To do — Here is a listing. Reproduce it exactly.

Data shown —
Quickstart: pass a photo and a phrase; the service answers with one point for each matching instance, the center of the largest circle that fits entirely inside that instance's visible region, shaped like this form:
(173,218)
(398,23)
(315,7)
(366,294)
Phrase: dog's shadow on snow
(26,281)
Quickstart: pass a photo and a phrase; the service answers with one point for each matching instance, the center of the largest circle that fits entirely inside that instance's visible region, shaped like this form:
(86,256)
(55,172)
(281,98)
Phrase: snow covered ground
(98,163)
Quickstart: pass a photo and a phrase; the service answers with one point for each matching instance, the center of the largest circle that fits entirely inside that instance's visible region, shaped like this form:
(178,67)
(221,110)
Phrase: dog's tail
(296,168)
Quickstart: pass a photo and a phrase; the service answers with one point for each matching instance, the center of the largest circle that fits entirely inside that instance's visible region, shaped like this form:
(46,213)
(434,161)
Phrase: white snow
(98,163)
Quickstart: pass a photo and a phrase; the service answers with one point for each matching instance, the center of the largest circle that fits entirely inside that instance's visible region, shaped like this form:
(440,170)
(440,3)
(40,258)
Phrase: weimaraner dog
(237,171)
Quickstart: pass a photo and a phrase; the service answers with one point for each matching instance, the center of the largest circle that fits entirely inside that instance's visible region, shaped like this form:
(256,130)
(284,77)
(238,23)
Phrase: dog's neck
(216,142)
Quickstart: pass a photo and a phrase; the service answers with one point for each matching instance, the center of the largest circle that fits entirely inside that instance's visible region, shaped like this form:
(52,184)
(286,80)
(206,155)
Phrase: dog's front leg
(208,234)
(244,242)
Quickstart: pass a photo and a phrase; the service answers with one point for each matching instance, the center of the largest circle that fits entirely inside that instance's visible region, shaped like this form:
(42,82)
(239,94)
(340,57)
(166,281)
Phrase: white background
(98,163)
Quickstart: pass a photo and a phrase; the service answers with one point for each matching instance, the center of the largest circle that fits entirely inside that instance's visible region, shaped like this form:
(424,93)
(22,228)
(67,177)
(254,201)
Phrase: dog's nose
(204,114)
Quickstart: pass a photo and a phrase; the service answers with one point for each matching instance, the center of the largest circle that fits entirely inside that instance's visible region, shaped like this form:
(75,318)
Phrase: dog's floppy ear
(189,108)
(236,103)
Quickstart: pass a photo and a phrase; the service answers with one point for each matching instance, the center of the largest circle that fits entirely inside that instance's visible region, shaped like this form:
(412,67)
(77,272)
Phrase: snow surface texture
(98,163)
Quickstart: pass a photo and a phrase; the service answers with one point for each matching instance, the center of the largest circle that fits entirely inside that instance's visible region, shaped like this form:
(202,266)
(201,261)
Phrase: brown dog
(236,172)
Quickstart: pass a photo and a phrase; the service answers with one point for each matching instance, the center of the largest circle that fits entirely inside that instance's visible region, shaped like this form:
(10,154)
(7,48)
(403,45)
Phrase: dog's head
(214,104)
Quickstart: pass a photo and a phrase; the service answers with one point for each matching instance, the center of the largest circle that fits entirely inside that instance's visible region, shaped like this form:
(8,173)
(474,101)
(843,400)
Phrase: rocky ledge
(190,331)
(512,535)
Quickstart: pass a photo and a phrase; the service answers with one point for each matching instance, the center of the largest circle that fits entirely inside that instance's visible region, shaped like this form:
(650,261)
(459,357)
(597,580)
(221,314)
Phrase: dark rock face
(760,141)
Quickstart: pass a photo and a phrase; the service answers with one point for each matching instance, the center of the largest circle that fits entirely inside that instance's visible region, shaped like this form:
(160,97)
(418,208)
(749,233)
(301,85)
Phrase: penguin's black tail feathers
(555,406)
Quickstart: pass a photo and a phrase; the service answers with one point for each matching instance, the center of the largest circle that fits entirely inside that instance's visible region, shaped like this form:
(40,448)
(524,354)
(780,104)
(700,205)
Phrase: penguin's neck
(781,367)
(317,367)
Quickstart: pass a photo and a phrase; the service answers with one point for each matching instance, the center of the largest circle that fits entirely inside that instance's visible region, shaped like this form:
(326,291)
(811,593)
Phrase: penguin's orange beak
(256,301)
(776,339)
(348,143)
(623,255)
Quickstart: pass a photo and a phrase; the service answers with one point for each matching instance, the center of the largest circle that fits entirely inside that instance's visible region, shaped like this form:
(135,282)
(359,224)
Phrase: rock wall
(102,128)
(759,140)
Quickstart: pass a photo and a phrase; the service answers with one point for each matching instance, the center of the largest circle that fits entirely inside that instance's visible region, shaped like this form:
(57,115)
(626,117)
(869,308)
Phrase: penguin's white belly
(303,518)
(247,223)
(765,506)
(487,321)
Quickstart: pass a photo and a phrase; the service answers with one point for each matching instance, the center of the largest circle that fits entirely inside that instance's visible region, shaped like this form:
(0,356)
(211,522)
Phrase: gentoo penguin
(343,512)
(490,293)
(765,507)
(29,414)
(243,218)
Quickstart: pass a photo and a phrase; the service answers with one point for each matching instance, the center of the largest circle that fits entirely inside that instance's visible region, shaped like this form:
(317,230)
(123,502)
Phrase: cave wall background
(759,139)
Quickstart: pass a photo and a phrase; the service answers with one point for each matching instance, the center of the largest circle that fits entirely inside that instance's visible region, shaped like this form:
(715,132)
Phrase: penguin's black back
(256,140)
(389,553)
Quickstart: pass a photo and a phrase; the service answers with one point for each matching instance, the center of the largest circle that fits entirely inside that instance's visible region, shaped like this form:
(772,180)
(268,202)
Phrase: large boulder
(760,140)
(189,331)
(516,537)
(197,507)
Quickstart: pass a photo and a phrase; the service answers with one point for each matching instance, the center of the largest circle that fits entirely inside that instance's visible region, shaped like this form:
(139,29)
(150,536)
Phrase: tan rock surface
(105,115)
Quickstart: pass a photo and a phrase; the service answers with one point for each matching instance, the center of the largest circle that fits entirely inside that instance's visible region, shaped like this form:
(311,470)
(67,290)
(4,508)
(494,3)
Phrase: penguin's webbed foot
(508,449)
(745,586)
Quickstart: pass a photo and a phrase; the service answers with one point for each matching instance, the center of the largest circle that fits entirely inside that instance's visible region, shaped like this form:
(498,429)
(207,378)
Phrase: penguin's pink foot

Written answer —
Quickstart: pass a photo and a phrase; the service answers with one point for each matching instance, the center of the largest circle that fits entirely inside that instance's visible region, shaped like this form:
(173,218)
(398,23)
(315,7)
(366,294)
Phrase: dog's shadow on snow
(26,281)
Quickstart: pass a photo and a phrase; the service answers with one point for each matching instance, the center of the largest circle that fits entirely inside that instance's visible region, shaped like this form:
(86,256)
(55,172)
(281,98)
Phrase: snow covered ground
(98,163)
Quickstart: pass a photo and a phrase; the service answers with one point for each matching instance, the center of the largest circle that fits entirely inside that instance's visible region, shaped like this form:
(178,67)
(221,110)
Phrase: dog's tail
(296,168)
Quickstart: pass a photo and a phrase; the service answers with one point for each matching instance, the center of the largest circle that fits entirely inside that instance's visible region, shaped like this form:
(46,213)
(434,161)
Phrase: white snow
(98,163)
Quickstart: pass a photo and a phrase; the service answers with one point for each matching instance, the center of the largest circle that fits entirely inside that instance's visible region, shaped like this form:
(440,170)
(440,3)
(40,258)
Phrase: weimaraner dog
(237,171)
Quickstart: pass a photo and a phrase; the service answers with one point for each matching instance, the center of the largest circle that fits entirely inside that instance's visible region, shaped like this form:
(256,130)
(284,77)
(238,23)
Phrase: dog's neck
(216,142)
Quickstart: pass a photo and a phrase; the service answers with one point for each matching instance, the center of the largest circle that fits entirely inside that instance's visible region, shaped like this form:
(52,184)
(286,80)
(206,155)
Phrase: dog's front leg
(208,234)
(244,242)
Quickstart: pass a photo and a phrase; the service answers with one point for each matching instance, the center of the largest circle that fits entirely inside that instance's visible region, shaped like this form:
(42,82)
(239,94)
(340,57)
(166,281)
Phrase: white background
(98,163)
Quickstart: pass a photo and a phrase; the service answers with one point for each matching instance, the center of the largest circle that fits entirely inside that instance's visible region, shaped like this form:
(424,93)
(22,228)
(67,177)
(254,201)
Phrase: dog's nose
(204,114)
Quickstart: pass a photo and a phrase; the service answers with one point for each matching instance, the center of the largest circle that fits entirely inside that instance's visible region, shaped like this form:
(75,318)
Phrase: dog's floppy ear
(189,108)
(236,103)
Quickstart: pass a photo and a phrase; the service answers with one point for each matching instance, the center of the largest circle that fits entirely inside that instance's visible region, shaped like this form:
(412,67)
(77,272)
Phrase: snow surface texture
(98,163)
Quickstart: pass a photo and a phrase; the service answers with one point for each matching instance, the center of the largest circle that fits entirely inside that instance's visible region, shaped like this form:
(202,266)
(201,261)
Phrase: brown dog
(236,172)
Quickstart: pass a photo and a phrase; the service answers with one point for each matching instance, the center of the largest circle that fits entirely inside that instance's visible region, shaped like this form:
(10,154)
(7,48)
(403,45)
Phrase: dog's head
(214,104)
Quickstart: pass a photo and a phrase; the service answers with one point for each matching instance, the center of the largest circle that fits entirely inside that instance's visible region, shaped like this form:
(8,173)
(474,101)
(843,400)
Phrase: rocky ledge
(190,331)
(512,535)
Quickstart: pass a photo and a phrase; the service answers with one point for each matching instance, the center of the largest circle that fits entirely inside that instance's visible region, shaped like this form:
(650,261)
(459,357)
(597,580)
(221,314)
Phrase: dark rock face
(760,141)
Quickstart: pass a photo and a phrase; the service answers with one point for each matching instance, the center of the largest circle that fits entirely inside that instance's visible region, shaped like this form:
(160,97)
(418,208)
(749,233)
(301,85)
Phrase: penguin's black tail feathers
(555,406)
Quickstart: pass a photo and a phrase; the service answers with one point for each matching instance, the center of the largest circle that fits entirely inside that instance's visible region, shaped like this form:
(40,448)
(524,354)
(780,104)
(700,205)
Phrase: penguin's neck
(781,367)
(317,367)
Quickstart: pass a photo and a phrase; the service answers with one point for each matching instance, the center of the largest circle that fits entirely inside that instance's visible region, shaped like this form:
(326,291)
(811,593)
Phrase: penguin's orange beak
(256,301)
(776,339)
(348,143)
(623,255)
Quickstart: pass a photo and a phrase; the service answers with one point for each matching instance, the center of the largest circle that fits entirely inside that instance's visible region, shaped like this form:
(135,282)
(359,224)
Phrase: rock wall
(102,128)
(759,140)
Quickstart: pass a photo and a phrase; the service answers with one point for each matching instance, the center of the largest circle that fits entirely inside that instance's visible region, shaped like this form:
(57,115)
(626,117)
(869,308)
Phrase: penguin's white belly
(303,518)
(247,223)
(765,506)
(487,321)
Quickstart: pass a photo and a phrase; the service answers with one point for each matching instance, the center of the largest circle that fits entirely inside that instance's visible region, shaped like this form:
(0,356)
(211,522)
Phrase: gentoo penguin
(343,512)
(490,293)
(765,507)
(29,414)
(243,218)
Quickstart: pass a photo and a phrase; the service answers with one point for each matching instance, the center of the largest circle that fits entirely inside that instance's visible region, shaped like this form:
(317,230)
(123,502)
Phrase: cave wall background
(759,139)
Quickstart: pass a photo and a phrase; the service answers with one point for each matching instance, the center of the largest circle that fits entirely inside that instance's visible region, shaped like this form:
(715,132)
Phrase: penguin's black back
(256,140)
(389,553)
Quickstart: pass a photo and a phrase; the service answers with one point for each matching instance, the center of the largest circle that fits entirely inside that instance's visible region, shaped like this form:
(772,180)
(268,202)
Phrase: large boulder
(760,140)
(189,331)
(516,537)
(197,507)
Quickstart: pass a photo and a phrase; the service answers with one point for each matching instance, the center of the largest circle that fits entirely inside that instance's visible region, shaped like this form:
(139,29)
(150,536)
Phrase: tan rock surface
(105,115)
Quickstart: pass a photo and a phrase; the service answers with one point for each matching instance, the center of the largest circle that fits entirely inside that instance's visible region, shaped like this form:
(311,470)
(67,290)
(4,508)
(494,3)
Phrase: penguin's webbed foot
(508,449)
(745,586)
Quickstart: pass a photo and a phrase; the service answers with one point for each matching instance, the center of the largest circle that fits entirely inside that instance's visible region, shaped like this form:
(498,429)
(207,378)
Phrase: penguin's pink foot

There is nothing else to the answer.